▸ **About this exercise**
Take each line of the entries below that contains "detect" and copy it.

[[ Excerpted records open ]]

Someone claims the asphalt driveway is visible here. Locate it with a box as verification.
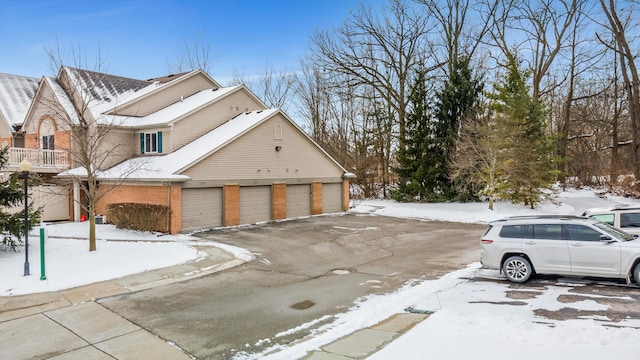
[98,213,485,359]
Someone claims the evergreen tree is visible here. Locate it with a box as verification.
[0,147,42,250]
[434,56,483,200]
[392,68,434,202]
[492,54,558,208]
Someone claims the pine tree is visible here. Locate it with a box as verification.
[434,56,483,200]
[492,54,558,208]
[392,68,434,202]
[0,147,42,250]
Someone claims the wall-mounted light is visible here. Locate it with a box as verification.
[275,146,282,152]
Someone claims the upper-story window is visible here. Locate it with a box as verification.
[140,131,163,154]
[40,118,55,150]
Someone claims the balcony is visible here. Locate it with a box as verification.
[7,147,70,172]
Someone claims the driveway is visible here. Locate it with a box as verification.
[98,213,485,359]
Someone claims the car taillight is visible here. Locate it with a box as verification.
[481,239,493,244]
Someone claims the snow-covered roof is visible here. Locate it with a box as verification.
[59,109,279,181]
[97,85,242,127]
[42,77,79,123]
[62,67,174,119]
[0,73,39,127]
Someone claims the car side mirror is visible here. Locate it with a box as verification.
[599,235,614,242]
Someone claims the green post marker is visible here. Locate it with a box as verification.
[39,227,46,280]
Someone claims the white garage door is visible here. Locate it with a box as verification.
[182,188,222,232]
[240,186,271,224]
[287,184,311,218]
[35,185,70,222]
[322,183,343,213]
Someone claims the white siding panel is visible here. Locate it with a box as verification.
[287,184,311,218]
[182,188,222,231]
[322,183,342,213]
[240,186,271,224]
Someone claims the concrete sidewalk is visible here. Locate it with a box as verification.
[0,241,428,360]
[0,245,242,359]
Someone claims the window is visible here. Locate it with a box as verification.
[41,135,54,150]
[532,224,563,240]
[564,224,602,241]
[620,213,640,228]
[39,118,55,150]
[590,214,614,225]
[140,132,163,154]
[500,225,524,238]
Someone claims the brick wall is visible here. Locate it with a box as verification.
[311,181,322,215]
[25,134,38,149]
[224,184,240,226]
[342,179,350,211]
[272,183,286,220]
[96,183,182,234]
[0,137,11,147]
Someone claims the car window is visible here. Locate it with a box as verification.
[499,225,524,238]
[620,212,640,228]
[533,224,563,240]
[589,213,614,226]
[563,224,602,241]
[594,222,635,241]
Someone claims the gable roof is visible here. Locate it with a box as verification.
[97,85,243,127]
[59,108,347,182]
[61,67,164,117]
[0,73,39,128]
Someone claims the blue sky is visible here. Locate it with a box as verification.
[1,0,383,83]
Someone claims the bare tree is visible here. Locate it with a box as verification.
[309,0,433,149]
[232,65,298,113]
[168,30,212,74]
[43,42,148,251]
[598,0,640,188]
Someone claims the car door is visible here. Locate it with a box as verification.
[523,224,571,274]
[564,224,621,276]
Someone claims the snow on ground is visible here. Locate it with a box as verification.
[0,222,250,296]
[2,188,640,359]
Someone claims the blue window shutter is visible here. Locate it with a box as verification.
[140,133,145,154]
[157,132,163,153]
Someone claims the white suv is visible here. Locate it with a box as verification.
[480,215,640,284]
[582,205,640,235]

[[ Excerpted records closed ]]
[[ Excerpted records open ]]

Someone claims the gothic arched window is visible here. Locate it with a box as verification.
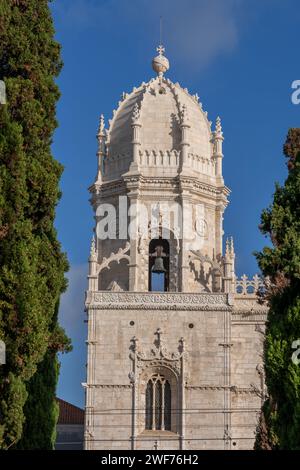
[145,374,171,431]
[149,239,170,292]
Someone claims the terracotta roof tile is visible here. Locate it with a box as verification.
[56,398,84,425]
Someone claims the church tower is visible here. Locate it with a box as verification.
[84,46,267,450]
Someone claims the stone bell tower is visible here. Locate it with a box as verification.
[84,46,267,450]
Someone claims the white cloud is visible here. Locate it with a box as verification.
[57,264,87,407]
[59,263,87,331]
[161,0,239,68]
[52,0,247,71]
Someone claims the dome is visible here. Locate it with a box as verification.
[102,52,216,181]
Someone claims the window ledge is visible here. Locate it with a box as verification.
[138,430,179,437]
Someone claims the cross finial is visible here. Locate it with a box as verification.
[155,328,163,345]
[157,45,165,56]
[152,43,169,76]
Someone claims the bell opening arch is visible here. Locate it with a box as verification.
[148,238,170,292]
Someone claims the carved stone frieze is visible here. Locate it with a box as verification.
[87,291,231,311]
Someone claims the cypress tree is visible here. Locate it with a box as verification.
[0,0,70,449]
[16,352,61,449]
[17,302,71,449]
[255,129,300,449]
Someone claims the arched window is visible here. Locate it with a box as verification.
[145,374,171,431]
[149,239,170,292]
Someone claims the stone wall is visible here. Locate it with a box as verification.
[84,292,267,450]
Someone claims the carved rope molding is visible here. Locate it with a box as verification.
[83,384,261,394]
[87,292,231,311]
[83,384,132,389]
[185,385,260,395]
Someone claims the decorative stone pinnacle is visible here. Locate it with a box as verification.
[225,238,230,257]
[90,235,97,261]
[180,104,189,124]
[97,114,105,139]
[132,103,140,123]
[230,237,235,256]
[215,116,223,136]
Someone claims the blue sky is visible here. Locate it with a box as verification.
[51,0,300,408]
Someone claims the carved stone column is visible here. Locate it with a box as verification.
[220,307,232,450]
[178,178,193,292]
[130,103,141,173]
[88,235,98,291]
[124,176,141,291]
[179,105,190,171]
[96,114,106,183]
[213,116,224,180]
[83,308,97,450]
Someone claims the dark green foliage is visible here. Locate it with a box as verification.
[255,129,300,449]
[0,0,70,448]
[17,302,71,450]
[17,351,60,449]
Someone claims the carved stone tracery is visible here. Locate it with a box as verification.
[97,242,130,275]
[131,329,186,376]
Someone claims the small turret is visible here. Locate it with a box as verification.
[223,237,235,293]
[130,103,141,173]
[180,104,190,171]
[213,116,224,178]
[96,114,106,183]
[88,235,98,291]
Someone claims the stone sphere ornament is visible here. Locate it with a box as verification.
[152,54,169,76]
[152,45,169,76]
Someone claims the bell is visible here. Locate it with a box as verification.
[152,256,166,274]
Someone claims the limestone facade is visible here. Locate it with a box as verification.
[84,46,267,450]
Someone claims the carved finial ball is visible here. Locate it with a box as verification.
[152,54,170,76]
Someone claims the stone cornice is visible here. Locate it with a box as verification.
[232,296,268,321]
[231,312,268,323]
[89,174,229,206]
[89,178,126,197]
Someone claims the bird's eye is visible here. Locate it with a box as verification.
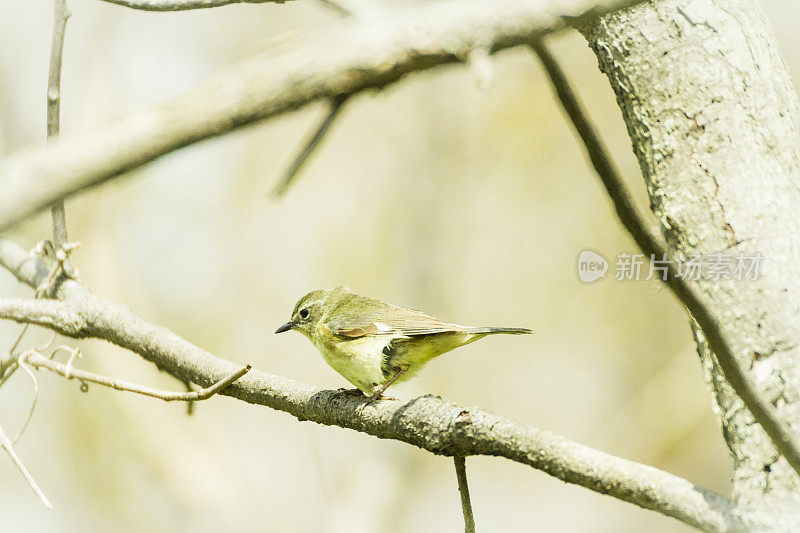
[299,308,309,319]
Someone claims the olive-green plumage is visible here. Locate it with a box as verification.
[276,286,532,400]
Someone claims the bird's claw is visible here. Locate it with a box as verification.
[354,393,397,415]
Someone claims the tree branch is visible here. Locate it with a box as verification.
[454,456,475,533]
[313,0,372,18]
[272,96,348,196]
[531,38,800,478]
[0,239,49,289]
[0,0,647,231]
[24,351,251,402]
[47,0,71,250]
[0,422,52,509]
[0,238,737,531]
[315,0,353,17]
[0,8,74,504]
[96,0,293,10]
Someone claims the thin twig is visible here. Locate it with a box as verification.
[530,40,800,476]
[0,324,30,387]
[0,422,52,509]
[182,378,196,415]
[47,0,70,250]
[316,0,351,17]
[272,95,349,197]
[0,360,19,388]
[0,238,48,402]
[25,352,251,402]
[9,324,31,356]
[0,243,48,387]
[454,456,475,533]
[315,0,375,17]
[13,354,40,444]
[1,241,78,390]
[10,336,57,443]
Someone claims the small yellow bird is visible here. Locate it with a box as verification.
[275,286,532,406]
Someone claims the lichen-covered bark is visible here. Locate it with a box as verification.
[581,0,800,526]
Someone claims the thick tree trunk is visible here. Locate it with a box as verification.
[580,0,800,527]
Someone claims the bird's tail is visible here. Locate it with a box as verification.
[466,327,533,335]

[[ Excerpted records closed ]]
[[ Excerpted records open ]]

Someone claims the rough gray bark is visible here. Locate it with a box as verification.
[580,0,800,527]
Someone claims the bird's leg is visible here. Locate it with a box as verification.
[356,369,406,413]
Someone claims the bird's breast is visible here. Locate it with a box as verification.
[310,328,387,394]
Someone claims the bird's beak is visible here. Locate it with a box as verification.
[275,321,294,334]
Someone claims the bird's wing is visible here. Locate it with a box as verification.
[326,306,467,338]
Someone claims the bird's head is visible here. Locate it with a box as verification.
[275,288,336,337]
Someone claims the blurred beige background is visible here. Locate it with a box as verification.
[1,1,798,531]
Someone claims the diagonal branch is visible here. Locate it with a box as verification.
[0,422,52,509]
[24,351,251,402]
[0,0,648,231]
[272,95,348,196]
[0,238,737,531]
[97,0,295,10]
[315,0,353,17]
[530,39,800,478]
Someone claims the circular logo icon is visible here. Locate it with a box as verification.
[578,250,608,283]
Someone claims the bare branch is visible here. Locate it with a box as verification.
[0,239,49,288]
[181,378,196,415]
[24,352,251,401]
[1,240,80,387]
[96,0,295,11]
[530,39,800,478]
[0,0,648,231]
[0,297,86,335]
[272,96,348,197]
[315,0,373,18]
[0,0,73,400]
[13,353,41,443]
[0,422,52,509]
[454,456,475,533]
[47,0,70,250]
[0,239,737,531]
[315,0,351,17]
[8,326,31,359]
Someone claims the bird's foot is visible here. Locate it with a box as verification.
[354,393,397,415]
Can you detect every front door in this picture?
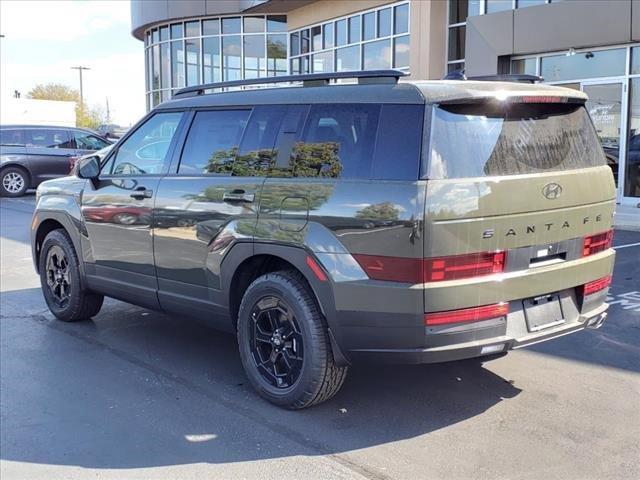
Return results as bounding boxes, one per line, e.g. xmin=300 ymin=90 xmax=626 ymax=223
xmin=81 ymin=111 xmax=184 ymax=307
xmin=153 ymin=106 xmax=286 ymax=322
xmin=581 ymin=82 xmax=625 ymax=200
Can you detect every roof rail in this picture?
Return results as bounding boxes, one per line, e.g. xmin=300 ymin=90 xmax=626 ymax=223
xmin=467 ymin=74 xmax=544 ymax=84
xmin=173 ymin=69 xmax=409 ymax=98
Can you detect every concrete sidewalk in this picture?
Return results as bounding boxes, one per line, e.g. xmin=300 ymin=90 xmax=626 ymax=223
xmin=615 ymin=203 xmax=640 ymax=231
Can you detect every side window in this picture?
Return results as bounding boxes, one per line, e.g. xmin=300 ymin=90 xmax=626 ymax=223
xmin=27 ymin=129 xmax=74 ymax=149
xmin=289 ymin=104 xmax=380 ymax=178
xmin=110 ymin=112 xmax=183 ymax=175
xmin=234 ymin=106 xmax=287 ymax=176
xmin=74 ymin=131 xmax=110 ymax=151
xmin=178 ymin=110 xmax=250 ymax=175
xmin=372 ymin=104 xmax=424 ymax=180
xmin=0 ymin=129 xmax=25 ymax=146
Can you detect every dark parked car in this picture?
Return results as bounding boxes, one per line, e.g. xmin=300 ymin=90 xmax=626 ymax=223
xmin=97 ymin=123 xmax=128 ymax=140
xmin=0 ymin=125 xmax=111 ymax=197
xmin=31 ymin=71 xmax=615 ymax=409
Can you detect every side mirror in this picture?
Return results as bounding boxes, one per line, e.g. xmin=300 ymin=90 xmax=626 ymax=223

[[ Excerpted records closed ]]

▸ **Answer box**
Can you detect every front door in this picture?
Can you detect every roof rail in this picture?
Can you detect every concrete sidewalk in this picture?
Can you detect every side window in this picture?
Can you detect every dark parked car in this picture?
Can you detect every side mirror in this picture?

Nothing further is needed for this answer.